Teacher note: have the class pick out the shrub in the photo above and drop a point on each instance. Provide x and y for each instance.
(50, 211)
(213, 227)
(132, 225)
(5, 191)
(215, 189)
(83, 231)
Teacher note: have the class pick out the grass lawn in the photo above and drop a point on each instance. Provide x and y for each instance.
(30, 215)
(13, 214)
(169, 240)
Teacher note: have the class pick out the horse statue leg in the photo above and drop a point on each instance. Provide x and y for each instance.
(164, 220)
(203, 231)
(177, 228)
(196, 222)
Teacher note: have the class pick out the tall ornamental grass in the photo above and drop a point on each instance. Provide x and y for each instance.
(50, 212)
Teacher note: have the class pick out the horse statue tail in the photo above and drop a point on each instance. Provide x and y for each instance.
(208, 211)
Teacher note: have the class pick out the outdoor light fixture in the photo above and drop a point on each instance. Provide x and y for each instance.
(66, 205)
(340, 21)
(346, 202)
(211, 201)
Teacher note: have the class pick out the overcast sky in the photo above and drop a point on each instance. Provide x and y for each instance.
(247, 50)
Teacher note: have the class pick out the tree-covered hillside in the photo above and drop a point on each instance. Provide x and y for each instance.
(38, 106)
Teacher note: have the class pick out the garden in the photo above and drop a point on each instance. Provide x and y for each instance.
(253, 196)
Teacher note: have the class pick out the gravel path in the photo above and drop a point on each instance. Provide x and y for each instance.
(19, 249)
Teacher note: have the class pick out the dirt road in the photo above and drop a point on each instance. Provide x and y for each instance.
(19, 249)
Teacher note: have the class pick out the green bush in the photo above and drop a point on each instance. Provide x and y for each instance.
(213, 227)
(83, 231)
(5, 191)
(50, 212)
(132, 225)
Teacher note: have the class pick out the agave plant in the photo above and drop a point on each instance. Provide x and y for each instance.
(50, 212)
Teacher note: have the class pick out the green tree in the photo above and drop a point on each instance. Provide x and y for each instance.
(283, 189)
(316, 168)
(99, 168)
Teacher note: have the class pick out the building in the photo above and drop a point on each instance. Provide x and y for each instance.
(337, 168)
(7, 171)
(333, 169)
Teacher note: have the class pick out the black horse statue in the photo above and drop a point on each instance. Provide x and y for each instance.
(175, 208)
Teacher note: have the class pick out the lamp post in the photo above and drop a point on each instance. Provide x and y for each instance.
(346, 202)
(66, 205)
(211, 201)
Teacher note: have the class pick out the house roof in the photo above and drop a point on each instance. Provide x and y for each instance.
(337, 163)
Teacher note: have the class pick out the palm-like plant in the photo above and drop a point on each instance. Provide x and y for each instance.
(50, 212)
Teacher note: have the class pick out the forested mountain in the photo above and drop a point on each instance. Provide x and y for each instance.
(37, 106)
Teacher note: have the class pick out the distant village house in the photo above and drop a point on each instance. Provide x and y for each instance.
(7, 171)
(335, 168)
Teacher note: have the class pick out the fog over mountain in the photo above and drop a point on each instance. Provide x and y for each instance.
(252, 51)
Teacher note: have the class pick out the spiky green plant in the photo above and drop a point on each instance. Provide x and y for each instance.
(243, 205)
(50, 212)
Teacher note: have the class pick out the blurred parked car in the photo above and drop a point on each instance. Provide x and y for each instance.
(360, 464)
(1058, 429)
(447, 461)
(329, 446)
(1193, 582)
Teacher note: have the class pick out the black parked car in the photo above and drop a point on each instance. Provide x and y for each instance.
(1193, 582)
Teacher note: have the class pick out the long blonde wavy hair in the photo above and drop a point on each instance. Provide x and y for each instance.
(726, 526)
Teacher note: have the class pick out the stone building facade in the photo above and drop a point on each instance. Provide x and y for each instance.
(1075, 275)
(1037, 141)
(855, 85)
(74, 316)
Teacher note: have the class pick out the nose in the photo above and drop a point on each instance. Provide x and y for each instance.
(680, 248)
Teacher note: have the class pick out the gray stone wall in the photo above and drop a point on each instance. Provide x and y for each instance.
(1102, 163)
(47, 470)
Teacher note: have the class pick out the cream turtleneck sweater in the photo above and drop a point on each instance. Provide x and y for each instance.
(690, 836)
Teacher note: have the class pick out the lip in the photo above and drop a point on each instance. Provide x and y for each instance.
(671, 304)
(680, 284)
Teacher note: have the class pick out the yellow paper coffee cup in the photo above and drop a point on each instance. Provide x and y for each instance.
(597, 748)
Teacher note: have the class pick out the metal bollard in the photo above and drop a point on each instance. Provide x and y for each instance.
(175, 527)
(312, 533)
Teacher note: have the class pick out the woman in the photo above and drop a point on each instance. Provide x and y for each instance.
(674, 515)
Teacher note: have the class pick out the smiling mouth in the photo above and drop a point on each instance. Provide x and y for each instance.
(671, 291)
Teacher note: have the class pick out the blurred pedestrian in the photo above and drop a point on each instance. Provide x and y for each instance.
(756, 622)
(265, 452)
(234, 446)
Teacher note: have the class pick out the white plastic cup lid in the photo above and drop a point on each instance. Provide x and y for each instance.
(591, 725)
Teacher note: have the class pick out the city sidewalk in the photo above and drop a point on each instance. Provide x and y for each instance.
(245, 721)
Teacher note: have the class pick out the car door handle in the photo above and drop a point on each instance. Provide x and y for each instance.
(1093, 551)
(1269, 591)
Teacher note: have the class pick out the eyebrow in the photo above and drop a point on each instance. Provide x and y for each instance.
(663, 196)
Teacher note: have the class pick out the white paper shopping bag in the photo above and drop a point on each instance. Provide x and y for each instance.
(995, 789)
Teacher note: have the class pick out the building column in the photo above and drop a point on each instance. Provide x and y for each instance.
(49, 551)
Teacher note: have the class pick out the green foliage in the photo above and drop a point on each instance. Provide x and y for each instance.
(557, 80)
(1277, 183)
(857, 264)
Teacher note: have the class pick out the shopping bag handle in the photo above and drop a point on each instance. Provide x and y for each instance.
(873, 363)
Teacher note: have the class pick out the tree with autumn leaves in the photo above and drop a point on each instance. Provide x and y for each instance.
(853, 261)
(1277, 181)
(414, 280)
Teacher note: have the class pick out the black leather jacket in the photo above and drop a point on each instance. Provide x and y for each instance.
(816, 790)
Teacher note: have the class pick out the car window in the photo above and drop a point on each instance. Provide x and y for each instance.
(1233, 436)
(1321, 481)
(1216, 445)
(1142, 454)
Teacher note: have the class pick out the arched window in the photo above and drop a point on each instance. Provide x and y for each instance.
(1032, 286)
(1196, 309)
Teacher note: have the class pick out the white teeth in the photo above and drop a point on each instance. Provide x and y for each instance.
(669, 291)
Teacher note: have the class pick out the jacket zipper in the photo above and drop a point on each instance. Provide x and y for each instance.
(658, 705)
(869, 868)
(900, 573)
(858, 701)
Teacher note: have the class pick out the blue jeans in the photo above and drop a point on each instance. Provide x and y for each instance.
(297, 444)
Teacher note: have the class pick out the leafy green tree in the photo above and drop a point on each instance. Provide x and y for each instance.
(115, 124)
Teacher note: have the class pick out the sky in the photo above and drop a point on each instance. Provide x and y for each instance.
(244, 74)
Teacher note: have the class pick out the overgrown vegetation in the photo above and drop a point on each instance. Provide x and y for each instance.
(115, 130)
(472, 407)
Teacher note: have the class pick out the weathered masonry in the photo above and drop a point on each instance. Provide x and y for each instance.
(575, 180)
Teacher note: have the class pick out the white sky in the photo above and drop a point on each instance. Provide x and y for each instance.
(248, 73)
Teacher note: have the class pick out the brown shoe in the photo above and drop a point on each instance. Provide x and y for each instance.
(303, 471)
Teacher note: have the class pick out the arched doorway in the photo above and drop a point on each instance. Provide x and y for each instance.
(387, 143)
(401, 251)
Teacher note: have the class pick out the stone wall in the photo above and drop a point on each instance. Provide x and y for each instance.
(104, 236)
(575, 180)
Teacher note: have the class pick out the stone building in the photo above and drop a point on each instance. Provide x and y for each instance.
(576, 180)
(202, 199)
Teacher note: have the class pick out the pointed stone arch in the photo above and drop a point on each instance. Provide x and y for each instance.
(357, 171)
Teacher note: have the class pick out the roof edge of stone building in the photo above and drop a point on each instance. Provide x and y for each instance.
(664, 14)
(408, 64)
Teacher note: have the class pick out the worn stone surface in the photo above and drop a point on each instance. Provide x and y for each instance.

■ Your goal ■
Give back the lines of the listing from the one with "Teacher note: have the class pick out the stone building in" through the end, both included, exactly as written and with nothing added.

■ Exercise solution ■
Teacher note: have the class pick out the stone building in the photo above and drop a point on each instance. Provide x and y for each instance.
(576, 180)
(202, 199)
Teacher note: have the class pick out the pointed stone arch in the photo above and drop a point on each instance. Provide x and y for each instance.
(357, 171)
Teacher note: have the class pick out the roof edge of stone building in the photo above and drop a point on each instance. Provide x and y for each instance.
(664, 14)
(408, 64)
Teacher note: have the class pick out the worn stone surface in the photo above and drop a point on each instance. Provide x and y for each instance.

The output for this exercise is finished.